_Задание_. Продолжите отрывок о работе Лобанова над пьесой «Таня», начав сразу после его последнего предложения.

_Фрагмент страницы_.
Майя Туровская - Бабанова. Легенда и биография
Режиссера раздражала эта «тенденция к округлению каждого образа». Ему казалось, что драматургом движет «боязнь того, что зритель может так подумать: … а что если она опять встретит своего бывшего мужа, может быть, старая любовь повернет ее обратно?»[224] Все дело было в том, что Лобанов, как, впрочем, и критика, хотел видеть в «Тане» ту реалистическую пьесу, ту «психологическую драму», которой так недоставало тогда нашему театру. В этом качестве «Таню» любили играть актрисы. Играть, не мудрствуя лукаво, «по правде», вовсе не задумываясь об особой жанровой природе пьесы.
Лобанов работал над «Таней», скрадывая подробностями жизни сентиментальную дидактику пьесы. На эти подробности Андрей Михайлович был великий мастер. Для зрителя имели неизъяснимую прелесть самые простые, житейские, узнаваемые черты милого человеческого житья-бытья. Какое-нибудь приготовление винегрета, отмечающее дружеское расположение Тани и Игнатова, со всеми его «вкусными» ухищрениями, или мирное чаевничанье Тани и Шамановой у постели выздоравливающего Юрика, призванное своею домашностью уравновесить мелодраматизм встречи Тани с Германом, сами по себе составляли маленькие «именины сердца». Нам, зрителям, тоже казалось это самым что ни на есть реализмом.

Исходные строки
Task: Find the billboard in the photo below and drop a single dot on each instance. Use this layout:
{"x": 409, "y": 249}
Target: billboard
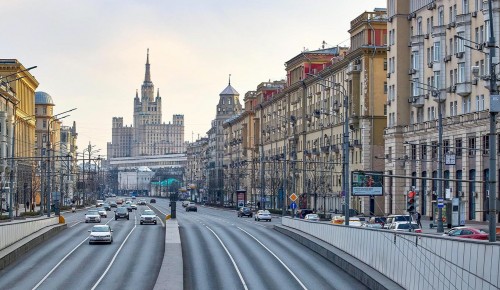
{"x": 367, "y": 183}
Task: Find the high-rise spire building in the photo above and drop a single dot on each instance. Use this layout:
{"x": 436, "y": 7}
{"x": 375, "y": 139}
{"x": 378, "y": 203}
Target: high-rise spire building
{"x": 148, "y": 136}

==

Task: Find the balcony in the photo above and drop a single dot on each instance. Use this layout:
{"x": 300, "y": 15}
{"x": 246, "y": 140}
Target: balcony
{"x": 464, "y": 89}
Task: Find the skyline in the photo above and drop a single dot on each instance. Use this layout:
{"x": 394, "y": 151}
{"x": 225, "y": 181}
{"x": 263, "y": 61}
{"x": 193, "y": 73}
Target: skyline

_Ответ_.
Действительно суровую ноту вносила во «вторую пьесу» «Тани» Мария Ивановна Бабанова.
Однажды вкусив от горького плода познания, Таня не могла обрести новый рай на двоих, хотя бы и с человеком покрупнее калибром, чем ее Герман. В первую, случайную еще встречу с Игнатовым она чуть больше, чем следовало бы, настаивала на одиночестве и самостоятельности, гарантированной наконец-то полученным дипломом. Но, право же, речь шла не о том, что «только работа может принести человеку истинное счастье. Все прочее выдумка, ложь!». Ничего такого бабановская Таня не думала, просто старое саднило и она защищалась резкостью.
Не могла актриса принять и дружескую руку помощи, протянутую режиссером: пусть не новая любовь, пусть хоть возможность ее в будущем, зародившаяся в житейских пустяках, в каком-нибудь совместном приготовлении винегрета.
Арбузов обожал эти шуточные метафоры, витиевато-низким штилем житейской прозы выражающие высокие чувства: «Что такое истинное счастье, я узнал только неделю назад, когда… отведал вашего соуса к винегрету». Лобанов возвращал метафорам скромную поэзию истинного существования.
Во всем этом актрисе годился только юмор. Ей чужда была приподнятая нота арбузовского финала: «… словно не прожит еще ни один день жизни и только юность кончилась!» Но не с руки была и мудрая постепенность лобановских подробностей жизни по известному принципу «перемелется, мука будет». Она готовила свой «винегрет» о другом.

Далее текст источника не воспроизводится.